Lamere: That’s an interesting idea.

Gardner: Now, I’m looking here on my PC at my iTunes while we’re talking and I’ve got 4,690 items, 15 days of music, and 26.71GB. And it turns out -- even when I use shuffle and I’ve got my playlists and I’ve dug into this -- I’m probably only listening to about 20 percent or 30 percent of my music. What’s up with that?

Lamere: Yes, exactly. We did a study on that. We looked at 5,000 users and saw that the 80-20 rule really applies to people’s music collections: 80 percent of their listening time is really concentrated in about 20 percent of their music. In fact, we found that these 5,000 users had about 25 million songs on their iPods and we found that 63 percent of the songs had not been listened to even once. So, you can think of your iPod as the place that your music goes to die, because once it’s there, the chances are you will never listen to it again.

Gardner: I don’t want it to be like that. So, clearly we can use some better richer tools. Is that right?

### INFORMATION PROVIDED

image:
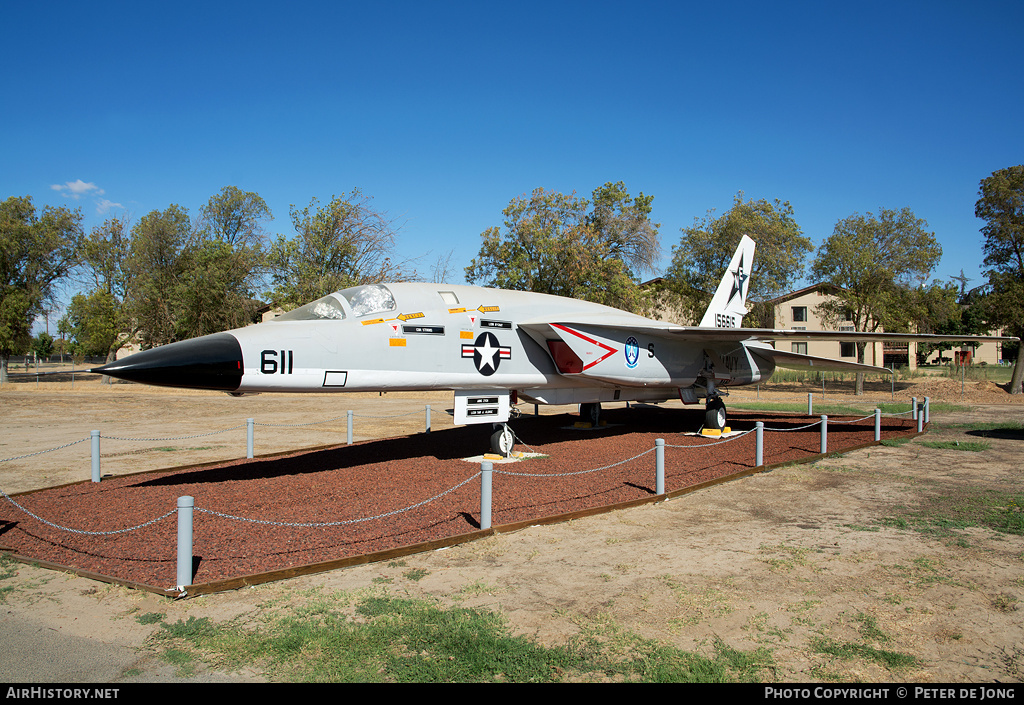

### WHAT IS BEING ASKED
Answer these from the interview excerpt:
(a) How many items does Gardner count in his iTunes?
(b) How many users did the study Lamere mentions look at?
(c) What share of the songs on those users' iPods had never been listened to?

### EXERCISE RESPONSE
(a) 4,690 items
(b) 5,000 users
(c) 63 percent